[Data excerpts]
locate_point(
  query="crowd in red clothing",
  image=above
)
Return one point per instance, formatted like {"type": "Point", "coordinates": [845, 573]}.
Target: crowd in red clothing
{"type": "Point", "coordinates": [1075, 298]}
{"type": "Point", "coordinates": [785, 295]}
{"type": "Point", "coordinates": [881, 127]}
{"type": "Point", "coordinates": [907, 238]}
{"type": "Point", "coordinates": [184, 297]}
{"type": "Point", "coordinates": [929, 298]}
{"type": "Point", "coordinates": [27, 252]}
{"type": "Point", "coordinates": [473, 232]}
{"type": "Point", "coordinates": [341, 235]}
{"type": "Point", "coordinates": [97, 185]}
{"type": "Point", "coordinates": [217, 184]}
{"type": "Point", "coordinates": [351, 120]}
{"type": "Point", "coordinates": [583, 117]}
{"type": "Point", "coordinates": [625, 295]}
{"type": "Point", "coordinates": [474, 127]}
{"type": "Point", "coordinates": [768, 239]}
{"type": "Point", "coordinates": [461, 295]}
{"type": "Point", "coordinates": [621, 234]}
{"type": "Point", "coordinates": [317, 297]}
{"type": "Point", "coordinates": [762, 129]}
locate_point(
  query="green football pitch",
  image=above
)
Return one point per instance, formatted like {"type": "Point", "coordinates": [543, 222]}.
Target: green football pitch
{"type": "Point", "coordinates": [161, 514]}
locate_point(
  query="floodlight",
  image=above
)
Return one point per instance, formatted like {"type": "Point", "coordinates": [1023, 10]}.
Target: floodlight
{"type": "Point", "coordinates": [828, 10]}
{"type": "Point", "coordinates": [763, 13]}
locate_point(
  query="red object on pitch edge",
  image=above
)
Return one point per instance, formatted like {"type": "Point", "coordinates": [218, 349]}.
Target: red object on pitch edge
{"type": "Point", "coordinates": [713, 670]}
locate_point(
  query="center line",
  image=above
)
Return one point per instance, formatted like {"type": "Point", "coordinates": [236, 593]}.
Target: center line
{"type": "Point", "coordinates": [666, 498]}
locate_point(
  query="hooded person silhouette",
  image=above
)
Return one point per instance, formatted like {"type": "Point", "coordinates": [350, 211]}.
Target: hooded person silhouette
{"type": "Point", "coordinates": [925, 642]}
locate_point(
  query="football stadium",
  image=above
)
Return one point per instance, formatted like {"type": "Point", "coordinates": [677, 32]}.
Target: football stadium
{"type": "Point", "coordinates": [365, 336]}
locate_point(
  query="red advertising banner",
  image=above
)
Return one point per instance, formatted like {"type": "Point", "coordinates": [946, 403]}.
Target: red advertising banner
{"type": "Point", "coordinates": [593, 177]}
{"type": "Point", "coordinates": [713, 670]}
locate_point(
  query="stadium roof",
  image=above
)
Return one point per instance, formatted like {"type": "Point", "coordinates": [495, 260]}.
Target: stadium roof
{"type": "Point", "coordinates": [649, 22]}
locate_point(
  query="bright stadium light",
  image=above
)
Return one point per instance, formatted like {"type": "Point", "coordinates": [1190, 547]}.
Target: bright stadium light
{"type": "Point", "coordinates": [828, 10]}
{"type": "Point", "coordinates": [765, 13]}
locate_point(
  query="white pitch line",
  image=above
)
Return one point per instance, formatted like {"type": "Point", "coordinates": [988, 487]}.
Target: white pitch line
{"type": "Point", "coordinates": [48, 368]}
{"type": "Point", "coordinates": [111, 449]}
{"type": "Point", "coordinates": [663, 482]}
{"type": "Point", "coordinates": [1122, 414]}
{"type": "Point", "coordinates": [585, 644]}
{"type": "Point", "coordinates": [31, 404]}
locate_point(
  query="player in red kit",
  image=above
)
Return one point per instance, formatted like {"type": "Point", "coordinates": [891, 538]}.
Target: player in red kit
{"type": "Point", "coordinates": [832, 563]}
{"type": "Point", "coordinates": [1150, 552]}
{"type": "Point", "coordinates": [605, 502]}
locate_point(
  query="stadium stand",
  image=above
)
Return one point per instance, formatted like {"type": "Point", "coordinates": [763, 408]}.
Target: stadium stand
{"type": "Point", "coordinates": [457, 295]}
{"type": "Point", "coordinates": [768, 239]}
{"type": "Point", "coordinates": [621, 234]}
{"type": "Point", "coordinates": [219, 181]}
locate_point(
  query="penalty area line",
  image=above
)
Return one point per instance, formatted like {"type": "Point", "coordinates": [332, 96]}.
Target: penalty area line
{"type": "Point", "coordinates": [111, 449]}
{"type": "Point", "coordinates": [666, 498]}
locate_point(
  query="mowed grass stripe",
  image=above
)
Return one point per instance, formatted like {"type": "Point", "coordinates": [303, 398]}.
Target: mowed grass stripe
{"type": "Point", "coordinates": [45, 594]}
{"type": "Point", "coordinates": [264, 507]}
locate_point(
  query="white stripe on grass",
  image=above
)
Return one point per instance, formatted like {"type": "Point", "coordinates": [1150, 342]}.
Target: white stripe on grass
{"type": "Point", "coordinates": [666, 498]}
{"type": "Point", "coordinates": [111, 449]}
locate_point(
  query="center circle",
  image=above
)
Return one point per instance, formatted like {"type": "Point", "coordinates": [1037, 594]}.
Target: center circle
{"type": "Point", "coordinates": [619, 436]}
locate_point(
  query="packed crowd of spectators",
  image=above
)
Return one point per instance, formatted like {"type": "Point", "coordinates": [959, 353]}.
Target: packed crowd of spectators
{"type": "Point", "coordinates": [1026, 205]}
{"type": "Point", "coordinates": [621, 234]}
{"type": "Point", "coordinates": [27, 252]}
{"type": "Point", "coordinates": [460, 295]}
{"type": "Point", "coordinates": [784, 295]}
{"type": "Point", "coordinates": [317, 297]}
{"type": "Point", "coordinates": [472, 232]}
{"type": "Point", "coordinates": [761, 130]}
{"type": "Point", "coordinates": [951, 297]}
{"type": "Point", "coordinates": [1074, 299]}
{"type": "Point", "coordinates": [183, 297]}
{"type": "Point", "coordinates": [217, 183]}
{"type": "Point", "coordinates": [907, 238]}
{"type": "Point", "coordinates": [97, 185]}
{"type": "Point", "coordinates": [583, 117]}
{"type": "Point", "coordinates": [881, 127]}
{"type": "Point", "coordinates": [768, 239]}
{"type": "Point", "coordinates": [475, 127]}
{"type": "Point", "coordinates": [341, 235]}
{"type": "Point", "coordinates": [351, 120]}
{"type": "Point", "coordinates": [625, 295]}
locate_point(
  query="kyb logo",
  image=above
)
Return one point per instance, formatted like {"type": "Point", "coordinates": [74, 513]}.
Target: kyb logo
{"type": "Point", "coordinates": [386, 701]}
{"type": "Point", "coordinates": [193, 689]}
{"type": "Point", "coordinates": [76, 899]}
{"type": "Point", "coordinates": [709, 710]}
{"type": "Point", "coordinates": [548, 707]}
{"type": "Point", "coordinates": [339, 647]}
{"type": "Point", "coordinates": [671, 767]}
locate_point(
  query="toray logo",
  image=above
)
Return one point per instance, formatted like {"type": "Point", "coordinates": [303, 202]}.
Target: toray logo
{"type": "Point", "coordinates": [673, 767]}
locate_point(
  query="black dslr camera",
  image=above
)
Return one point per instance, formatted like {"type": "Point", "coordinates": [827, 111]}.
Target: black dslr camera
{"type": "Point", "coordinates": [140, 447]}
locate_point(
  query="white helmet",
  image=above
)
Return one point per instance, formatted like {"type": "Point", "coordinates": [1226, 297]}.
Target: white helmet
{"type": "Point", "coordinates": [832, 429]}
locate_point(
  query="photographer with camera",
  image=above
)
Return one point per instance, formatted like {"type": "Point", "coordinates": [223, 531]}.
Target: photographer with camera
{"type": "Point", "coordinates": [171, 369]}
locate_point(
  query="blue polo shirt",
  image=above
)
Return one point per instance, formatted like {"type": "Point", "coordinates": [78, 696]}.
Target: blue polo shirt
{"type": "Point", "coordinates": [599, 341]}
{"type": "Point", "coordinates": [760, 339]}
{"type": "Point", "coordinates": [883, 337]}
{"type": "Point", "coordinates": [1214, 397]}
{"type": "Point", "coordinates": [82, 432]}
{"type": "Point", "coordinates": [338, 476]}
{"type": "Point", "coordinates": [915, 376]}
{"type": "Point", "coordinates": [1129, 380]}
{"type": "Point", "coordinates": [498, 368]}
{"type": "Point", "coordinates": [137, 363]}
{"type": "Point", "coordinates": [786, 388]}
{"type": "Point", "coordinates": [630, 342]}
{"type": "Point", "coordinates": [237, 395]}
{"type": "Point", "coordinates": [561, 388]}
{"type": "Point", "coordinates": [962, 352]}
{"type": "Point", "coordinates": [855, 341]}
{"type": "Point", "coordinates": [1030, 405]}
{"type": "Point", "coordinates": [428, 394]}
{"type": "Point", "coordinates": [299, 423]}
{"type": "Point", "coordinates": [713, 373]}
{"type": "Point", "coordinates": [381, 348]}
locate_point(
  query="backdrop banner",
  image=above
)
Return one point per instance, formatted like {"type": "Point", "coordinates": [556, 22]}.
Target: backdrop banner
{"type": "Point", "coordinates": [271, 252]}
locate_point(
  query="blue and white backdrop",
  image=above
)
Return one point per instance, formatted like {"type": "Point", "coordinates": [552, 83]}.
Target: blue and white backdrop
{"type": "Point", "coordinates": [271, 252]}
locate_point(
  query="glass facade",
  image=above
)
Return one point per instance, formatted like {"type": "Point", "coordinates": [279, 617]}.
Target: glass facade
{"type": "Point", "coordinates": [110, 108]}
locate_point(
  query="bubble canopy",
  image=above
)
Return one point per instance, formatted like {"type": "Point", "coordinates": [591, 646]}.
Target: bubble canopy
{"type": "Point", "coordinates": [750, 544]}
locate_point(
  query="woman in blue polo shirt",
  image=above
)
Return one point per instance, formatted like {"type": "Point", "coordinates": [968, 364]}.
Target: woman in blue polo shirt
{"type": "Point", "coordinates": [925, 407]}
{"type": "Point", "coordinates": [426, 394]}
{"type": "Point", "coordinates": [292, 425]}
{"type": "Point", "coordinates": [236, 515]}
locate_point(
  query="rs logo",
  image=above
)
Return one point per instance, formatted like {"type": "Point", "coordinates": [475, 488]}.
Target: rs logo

[The task] Identify each line above that contains the word "woman", and copy every such line in full.

[Output for this task]
  query="woman in blue polo shirt",
Target: woman in blue polo shirt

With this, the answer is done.